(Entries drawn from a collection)
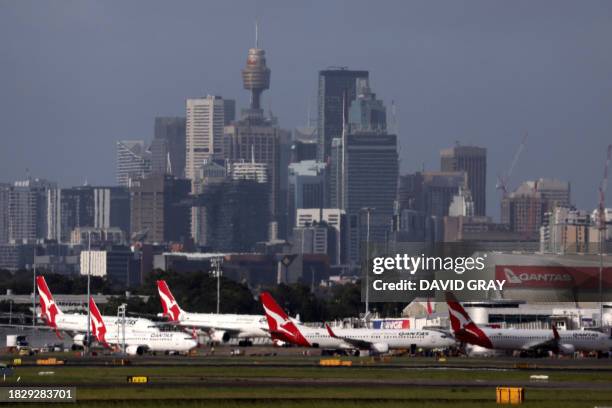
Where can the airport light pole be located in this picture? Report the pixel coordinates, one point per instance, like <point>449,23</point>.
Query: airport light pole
<point>121,319</point>
<point>34,287</point>
<point>87,341</point>
<point>368,211</point>
<point>216,270</point>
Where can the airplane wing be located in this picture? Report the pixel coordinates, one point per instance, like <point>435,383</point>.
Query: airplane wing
<point>550,344</point>
<point>360,344</point>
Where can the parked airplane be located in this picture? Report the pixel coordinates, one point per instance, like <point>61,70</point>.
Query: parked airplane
<point>74,323</point>
<point>221,327</point>
<point>138,342</point>
<point>375,340</point>
<point>538,341</point>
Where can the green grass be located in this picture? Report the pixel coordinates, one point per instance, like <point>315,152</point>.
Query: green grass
<point>117,375</point>
<point>189,386</point>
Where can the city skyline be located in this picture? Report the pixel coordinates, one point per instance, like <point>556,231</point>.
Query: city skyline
<point>542,68</point>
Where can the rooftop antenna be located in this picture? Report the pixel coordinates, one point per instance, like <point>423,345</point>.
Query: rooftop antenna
<point>256,34</point>
<point>168,164</point>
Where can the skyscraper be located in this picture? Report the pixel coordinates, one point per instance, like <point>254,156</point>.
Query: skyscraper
<point>27,212</point>
<point>524,209</point>
<point>367,113</point>
<point>168,147</point>
<point>5,190</point>
<point>306,187</point>
<point>112,208</point>
<point>472,160</point>
<point>257,139</point>
<point>370,177</point>
<point>235,215</point>
<point>160,208</point>
<point>334,84</point>
<point>430,193</point>
<point>67,209</point>
<point>204,129</point>
<point>133,160</point>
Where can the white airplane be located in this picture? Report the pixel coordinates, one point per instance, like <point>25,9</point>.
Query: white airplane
<point>221,327</point>
<point>538,341</point>
<point>74,323</point>
<point>375,340</point>
<point>138,342</point>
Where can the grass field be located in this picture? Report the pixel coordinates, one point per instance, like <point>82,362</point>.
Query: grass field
<point>258,384</point>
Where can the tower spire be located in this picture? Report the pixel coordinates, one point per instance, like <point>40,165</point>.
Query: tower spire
<point>256,34</point>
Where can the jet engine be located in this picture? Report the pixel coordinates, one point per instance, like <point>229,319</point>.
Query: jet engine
<point>220,336</point>
<point>135,350</point>
<point>79,340</point>
<point>380,348</point>
<point>567,349</point>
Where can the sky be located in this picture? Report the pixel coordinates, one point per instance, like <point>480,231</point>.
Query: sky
<point>76,76</point>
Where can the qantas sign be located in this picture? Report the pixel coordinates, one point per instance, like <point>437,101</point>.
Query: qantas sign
<point>392,324</point>
<point>519,276</point>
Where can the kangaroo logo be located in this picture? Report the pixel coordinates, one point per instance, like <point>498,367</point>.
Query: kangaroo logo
<point>98,328</point>
<point>49,309</point>
<point>171,308</point>
<point>511,276</point>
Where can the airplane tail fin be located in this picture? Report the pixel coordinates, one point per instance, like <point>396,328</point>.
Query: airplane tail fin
<point>171,309</point>
<point>98,328</point>
<point>463,327</point>
<point>280,325</point>
<point>330,331</point>
<point>556,333</point>
<point>48,309</point>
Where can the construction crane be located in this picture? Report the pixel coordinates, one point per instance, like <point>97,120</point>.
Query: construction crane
<point>502,181</point>
<point>602,224</point>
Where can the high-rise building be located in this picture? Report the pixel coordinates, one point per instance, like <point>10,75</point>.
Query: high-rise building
<point>236,215</point>
<point>335,85</point>
<point>257,139</point>
<point>472,160</point>
<point>229,111</point>
<point>431,193</point>
<point>160,209</point>
<point>112,208</point>
<point>67,209</point>
<point>306,187</point>
<point>369,180</point>
<point>330,217</point>
<point>5,190</point>
<point>168,147</point>
<point>367,113</point>
<point>27,212</point>
<point>204,129</point>
<point>304,145</point>
<point>567,230</point>
<point>133,161</point>
<point>525,208</point>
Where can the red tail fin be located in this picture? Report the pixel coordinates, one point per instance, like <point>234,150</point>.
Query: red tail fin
<point>48,308</point>
<point>463,327</point>
<point>98,328</point>
<point>281,327</point>
<point>169,305</point>
<point>556,333</point>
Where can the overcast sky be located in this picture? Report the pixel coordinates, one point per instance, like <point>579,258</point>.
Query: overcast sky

What this task involves
Extract every line of the entries above verbatim, omitting the pictures.

Answer to this exercise
Where can the airport light pole be located in this picture? Report the pixel coordinates, one point per instance, like <point>449,23</point>.
Query: airport light pole
<point>121,319</point>
<point>34,287</point>
<point>87,341</point>
<point>368,211</point>
<point>216,270</point>
Where can the airplane wing be located in this picture? Report the pixel coordinates, one point per instance, like <point>435,383</point>.
Query: airplane wing
<point>550,344</point>
<point>360,344</point>
Where can the parked airplane be located in this picture? Report the pixel coordinates, one point per instance, like <point>61,70</point>.
Query: parked airplane
<point>74,323</point>
<point>221,327</point>
<point>138,342</point>
<point>375,340</point>
<point>538,341</point>
Where can the green grass be located in this picture? Report the pixel coordinates, one point per instance, like <point>315,152</point>.
Query: green grass
<point>117,375</point>
<point>189,386</point>
Where can the city skyline be located in this picture? Report the pixel coordinates, one point per instance, like <point>556,231</point>.
Query: city skyline
<point>542,68</point>
Where can the rooftop antenna be located in this picture? Report the pixel coordinates, one point per instance, like <point>423,345</point>.
Query: rooftop antenna
<point>256,34</point>
<point>168,164</point>
Where can the skyscraper be located in this picture? Report the pixel coordinates, one point per instance, like <point>254,156</point>.
Query: skyscraper
<point>27,212</point>
<point>524,209</point>
<point>367,113</point>
<point>168,147</point>
<point>5,190</point>
<point>306,187</point>
<point>112,208</point>
<point>472,160</point>
<point>257,139</point>
<point>370,177</point>
<point>235,215</point>
<point>160,208</point>
<point>334,84</point>
<point>430,193</point>
<point>67,209</point>
<point>204,129</point>
<point>133,160</point>
Where can the white airplane be located in this picture? Report the pixel coordinates, one point per instance, like <point>25,9</point>.
Query: white airplane
<point>221,327</point>
<point>538,341</point>
<point>74,323</point>
<point>375,340</point>
<point>138,342</point>
Where can the grass field be located in this picture? Report the pixel coordinates, one point per instance, like <point>82,362</point>.
Query: grass field
<point>258,384</point>
Where can the tower spire be located in this picture? Report the pixel coordinates, one point per instance, like <point>40,165</point>.
Query: tower spire
<point>256,34</point>
Where can the jet engine be located in this picture? Report the pixel coordinates, one point per instance, like <point>229,319</point>.
Query: jet engine
<point>220,336</point>
<point>135,350</point>
<point>79,340</point>
<point>380,348</point>
<point>567,349</point>
Where can the sky be located in this picture? Report the pixel coordinates, one point per instance, like <point>480,231</point>.
Query: sky
<point>76,76</point>
Where can the qantas sign be located in this picture? Report the pixel coordinates, one point per instance, like <point>437,101</point>.
Query: qantas sign
<point>392,324</point>
<point>519,276</point>
Where can the kangaroo logo be located in this picture? Report the pixel coordinates, one point per instance, like <point>498,367</point>.
Query: kangaroo logo
<point>98,328</point>
<point>49,309</point>
<point>171,308</point>
<point>511,276</point>
Where can the airplane tail fin be located in this picture? Report the pixel coordinates, one point per instance, like <point>396,328</point>.
Query: airplane tail fin
<point>171,309</point>
<point>98,328</point>
<point>463,327</point>
<point>280,325</point>
<point>330,331</point>
<point>556,333</point>
<point>48,309</point>
Where can the construction crane be located in this picture? Report the pixel coordinates, one point per instance, like <point>97,120</point>.
Query: construction crane
<point>502,181</point>
<point>602,224</point>
Where can the high-rise building be located in this picture? Report the pixel coordinates, one point per instance, like <point>10,75</point>.
Query: high-rise building
<point>236,215</point>
<point>335,85</point>
<point>257,139</point>
<point>472,160</point>
<point>229,111</point>
<point>431,193</point>
<point>160,209</point>
<point>112,208</point>
<point>67,209</point>
<point>306,187</point>
<point>369,180</point>
<point>330,217</point>
<point>5,190</point>
<point>168,147</point>
<point>367,113</point>
<point>27,212</point>
<point>204,129</point>
<point>304,145</point>
<point>567,230</point>
<point>133,161</point>
<point>525,208</point>
Where can the red tail fin be located in this picture? Report the pixel coordinates, one point per instance, like <point>234,150</point>.
Query: red tail fin
<point>48,308</point>
<point>463,327</point>
<point>98,328</point>
<point>281,327</point>
<point>169,305</point>
<point>556,333</point>
Where can the overcast sky be located in this picture? Report the pixel coordinates, one point per instance, like <point>579,258</point>.
Query: overcast sky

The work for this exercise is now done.